Curl

The cURL extension to PHP is designed to allow you to use a variety of web resources from within your PHP script. The name cURL (called Curl from now on, for ease of reading) stands either for "Client for URLs" or "Client URL Request Library," but the function is the same: it lets you use several Internet protocols using one uniform interface, most notably FTP, FTPS, HTTP, HTTPS, and LDAP.

The basic premise to using Curl is that there are four steps: initialize Curl, set your options, execute your query, and close Curl. Steps 1, 3, and 4 are easy, with the majority of the work taking place in step 2. Curl is highly configurable, and there are dozens of options you can set to make it do all sorts of weird and wonderful things. While this is undoubtedly a great advantage, it does make the learning curve a little high.

Installing Curl

If you're using Windows, you can enable Curl support by copying the files libeay32.dll and ssleay32.dll into your c:\windows\system32 folder, then enabling the extension in your php.ini file. Look for the line ";extension=php_curl.dll" and take the semicolon off from the beginning.

Stored data:

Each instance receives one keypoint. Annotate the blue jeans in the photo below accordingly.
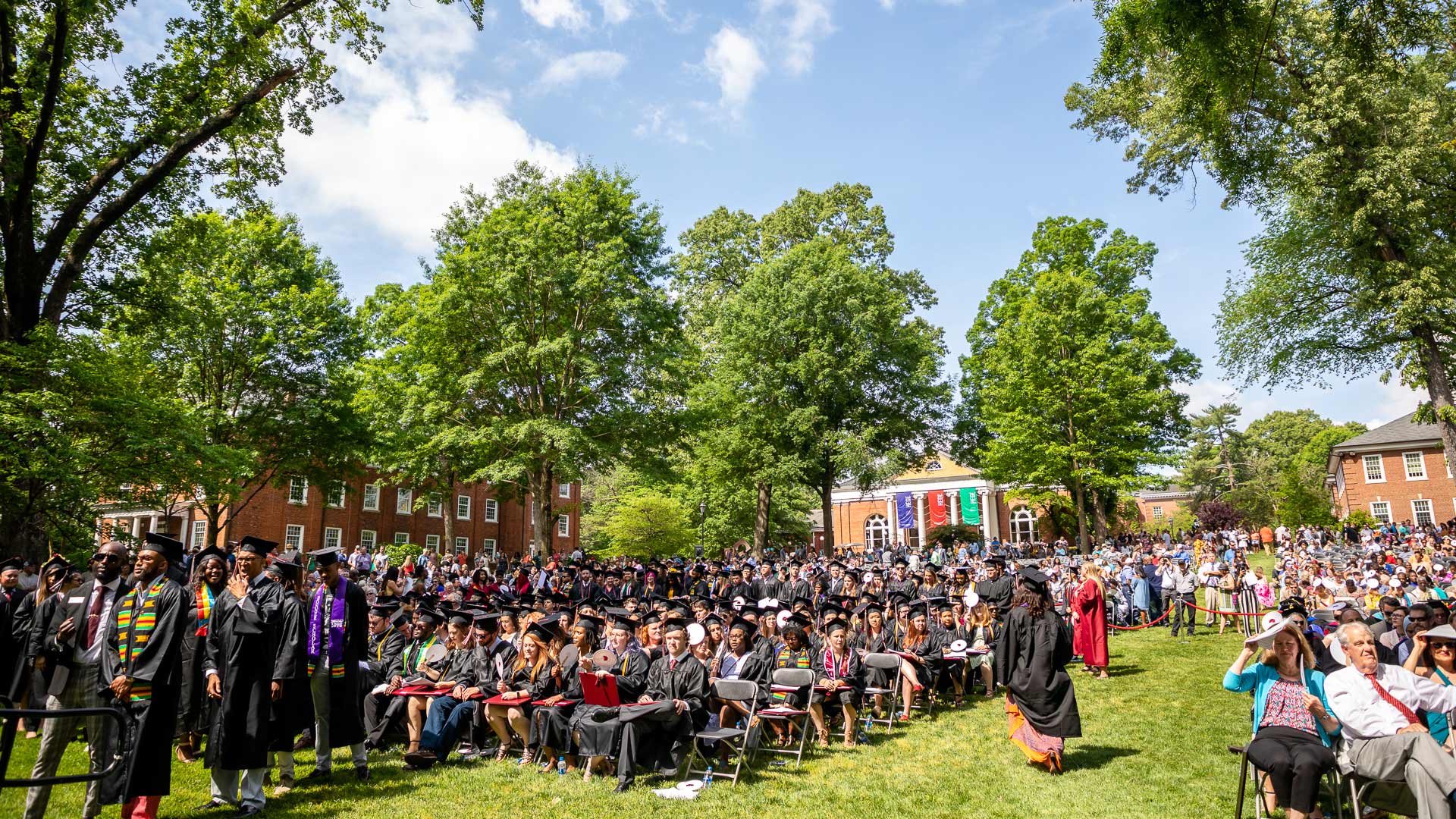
(446, 720)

Problem requirements: Revise the Curl passage by writing out the stretch from "The cURL extension" through "HTTPS, and LDAP." with "uniform" replaced by "consistent".

Solution for this exercise:
The cURL extension to PHP is designed to allow you to use a variety of web resources from within your PHP script. The name cURL (called Curl from now on, for ease of reading) stands either for "Client for URLs" or "Client URL Request Library," but the function is the same: it lets you use several Internet protocols using one consistent interface, most notably FTP, FTPS, HTTP, HTTPS, and LDAP.